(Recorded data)
-- start --

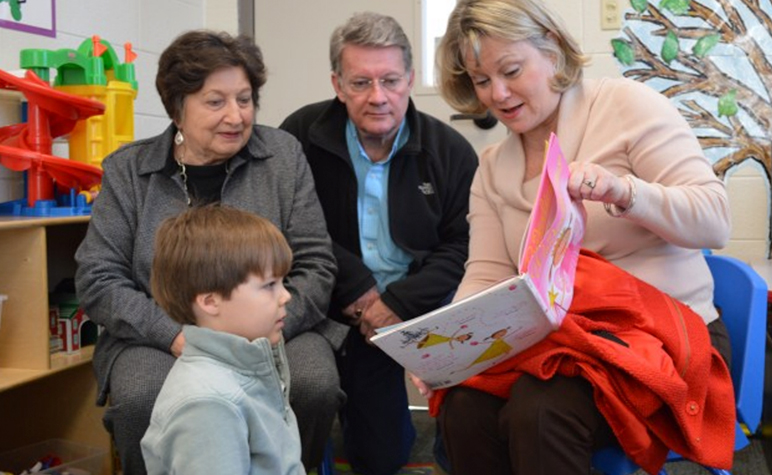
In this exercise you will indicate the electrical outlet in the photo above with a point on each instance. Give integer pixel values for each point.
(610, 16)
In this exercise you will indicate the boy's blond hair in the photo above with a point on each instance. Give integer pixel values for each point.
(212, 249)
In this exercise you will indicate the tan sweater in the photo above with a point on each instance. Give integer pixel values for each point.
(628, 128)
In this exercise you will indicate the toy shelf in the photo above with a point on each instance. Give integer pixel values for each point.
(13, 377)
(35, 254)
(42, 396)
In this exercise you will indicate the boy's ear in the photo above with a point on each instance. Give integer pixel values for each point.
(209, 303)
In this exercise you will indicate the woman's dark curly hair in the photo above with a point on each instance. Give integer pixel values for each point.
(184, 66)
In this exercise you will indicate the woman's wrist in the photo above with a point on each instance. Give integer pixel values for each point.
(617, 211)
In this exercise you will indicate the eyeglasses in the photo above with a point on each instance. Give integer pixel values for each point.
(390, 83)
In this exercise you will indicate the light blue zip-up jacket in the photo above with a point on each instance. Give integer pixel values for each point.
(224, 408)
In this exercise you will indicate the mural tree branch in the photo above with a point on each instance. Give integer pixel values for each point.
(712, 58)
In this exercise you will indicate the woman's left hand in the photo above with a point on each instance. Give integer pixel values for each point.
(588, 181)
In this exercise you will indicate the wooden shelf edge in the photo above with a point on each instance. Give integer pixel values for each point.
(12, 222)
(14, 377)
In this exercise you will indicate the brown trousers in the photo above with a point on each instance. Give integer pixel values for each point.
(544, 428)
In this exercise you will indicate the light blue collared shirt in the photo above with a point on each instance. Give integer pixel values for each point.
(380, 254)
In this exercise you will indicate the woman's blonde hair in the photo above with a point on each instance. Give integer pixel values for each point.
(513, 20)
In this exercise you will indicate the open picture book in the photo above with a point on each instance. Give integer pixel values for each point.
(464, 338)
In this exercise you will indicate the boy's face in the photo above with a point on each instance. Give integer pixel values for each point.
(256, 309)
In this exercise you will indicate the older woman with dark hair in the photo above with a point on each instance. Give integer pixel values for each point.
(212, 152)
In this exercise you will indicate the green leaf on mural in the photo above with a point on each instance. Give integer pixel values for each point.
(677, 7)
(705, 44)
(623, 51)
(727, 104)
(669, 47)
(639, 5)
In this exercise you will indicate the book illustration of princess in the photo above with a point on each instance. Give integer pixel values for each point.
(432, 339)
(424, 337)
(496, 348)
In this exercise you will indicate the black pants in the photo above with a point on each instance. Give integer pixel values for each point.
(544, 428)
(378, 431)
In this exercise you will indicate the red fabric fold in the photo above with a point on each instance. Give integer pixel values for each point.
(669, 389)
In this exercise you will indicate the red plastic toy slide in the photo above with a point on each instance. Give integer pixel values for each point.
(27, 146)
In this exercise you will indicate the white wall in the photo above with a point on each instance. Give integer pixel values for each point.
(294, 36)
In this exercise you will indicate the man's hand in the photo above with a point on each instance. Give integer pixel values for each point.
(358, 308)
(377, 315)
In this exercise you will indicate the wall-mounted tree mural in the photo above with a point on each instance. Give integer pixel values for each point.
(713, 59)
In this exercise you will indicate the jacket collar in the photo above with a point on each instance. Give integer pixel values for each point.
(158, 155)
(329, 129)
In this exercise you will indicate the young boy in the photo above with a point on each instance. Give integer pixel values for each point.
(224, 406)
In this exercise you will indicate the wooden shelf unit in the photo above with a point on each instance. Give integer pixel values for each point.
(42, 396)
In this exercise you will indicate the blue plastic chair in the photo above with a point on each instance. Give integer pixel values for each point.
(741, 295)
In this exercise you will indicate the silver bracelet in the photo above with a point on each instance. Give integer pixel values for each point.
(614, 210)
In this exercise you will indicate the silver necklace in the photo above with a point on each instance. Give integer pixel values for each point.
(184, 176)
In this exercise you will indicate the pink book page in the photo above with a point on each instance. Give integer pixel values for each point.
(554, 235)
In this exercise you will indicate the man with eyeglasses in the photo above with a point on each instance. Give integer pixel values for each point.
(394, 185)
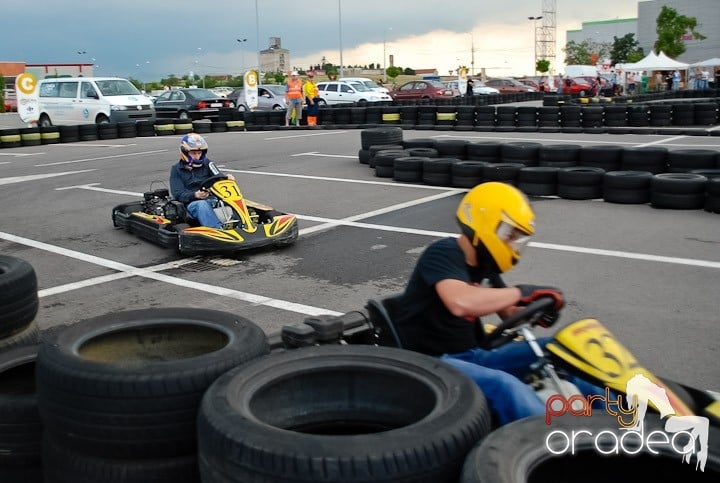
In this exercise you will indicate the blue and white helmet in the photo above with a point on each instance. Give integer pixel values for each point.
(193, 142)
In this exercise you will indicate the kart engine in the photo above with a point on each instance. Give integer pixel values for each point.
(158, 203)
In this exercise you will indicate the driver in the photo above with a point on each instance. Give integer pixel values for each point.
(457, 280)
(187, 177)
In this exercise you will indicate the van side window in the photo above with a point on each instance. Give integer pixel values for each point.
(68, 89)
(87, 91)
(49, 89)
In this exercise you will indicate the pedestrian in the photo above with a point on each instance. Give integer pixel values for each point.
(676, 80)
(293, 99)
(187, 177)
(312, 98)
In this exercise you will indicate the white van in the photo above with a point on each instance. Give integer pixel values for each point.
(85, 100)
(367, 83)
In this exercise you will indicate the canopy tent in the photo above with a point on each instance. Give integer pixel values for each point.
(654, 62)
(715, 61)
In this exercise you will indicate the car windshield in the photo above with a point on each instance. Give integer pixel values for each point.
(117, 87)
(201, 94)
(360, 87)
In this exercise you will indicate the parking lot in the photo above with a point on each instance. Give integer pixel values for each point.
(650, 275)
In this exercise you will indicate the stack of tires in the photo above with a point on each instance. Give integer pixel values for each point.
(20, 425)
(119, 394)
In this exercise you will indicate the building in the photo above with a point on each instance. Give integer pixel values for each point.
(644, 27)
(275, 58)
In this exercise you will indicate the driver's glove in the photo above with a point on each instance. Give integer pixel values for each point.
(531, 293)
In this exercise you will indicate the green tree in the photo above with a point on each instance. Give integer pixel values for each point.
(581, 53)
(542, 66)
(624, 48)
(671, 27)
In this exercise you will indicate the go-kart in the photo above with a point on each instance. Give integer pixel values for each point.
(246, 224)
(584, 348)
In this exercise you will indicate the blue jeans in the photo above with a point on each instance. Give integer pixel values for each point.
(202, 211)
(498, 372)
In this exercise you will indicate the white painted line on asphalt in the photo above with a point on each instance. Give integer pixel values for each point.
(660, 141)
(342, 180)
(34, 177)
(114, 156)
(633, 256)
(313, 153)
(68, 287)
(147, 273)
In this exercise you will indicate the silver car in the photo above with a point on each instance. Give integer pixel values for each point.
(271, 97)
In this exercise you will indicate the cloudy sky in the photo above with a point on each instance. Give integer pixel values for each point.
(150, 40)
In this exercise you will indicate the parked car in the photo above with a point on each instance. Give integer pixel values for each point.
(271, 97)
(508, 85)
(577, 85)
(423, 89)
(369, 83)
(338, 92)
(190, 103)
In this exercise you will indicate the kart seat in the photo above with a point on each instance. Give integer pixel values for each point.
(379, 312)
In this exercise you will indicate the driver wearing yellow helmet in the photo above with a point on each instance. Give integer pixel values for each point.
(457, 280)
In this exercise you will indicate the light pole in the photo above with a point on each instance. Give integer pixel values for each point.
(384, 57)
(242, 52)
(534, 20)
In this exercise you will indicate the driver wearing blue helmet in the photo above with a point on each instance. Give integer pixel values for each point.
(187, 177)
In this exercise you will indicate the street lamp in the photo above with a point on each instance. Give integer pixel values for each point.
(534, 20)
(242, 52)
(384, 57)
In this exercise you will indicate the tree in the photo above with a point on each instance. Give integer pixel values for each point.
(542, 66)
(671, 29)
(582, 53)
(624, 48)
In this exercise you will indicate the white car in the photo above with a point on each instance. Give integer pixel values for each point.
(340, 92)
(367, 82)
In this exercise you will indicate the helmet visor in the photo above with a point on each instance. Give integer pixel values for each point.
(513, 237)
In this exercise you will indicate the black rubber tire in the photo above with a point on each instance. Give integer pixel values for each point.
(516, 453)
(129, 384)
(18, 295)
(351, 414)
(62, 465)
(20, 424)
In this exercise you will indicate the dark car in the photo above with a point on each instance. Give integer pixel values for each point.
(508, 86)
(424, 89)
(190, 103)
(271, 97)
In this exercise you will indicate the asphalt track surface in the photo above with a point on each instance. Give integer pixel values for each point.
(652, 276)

-- end --

- YOUR INSTRUCTIONS
Output the line that contains "In this exercise you will indicate the helmet", followed by every later line in the listing, with no line omitted and none added.

- ANSWER TO THE TASK
In this exercise you will indicate the helmet visor in the photo above with a point on each instance. Give integer pixel values for each point.
(513, 237)
In this exercise you will indicate the black rubber tire in the photo above with a point on each instance. Give integer pixel values for each point.
(516, 453)
(129, 384)
(18, 295)
(351, 414)
(62, 465)
(20, 424)
In this exercise you will indicate the dark car in the photo above with a point on each instance. Give integer pixel values for each point.
(508, 86)
(424, 89)
(190, 103)
(271, 97)
In this exercise you will indicate the asphalt track surface in the photo above with a point on each instance. Give integer pixel values for each point.
(652, 276)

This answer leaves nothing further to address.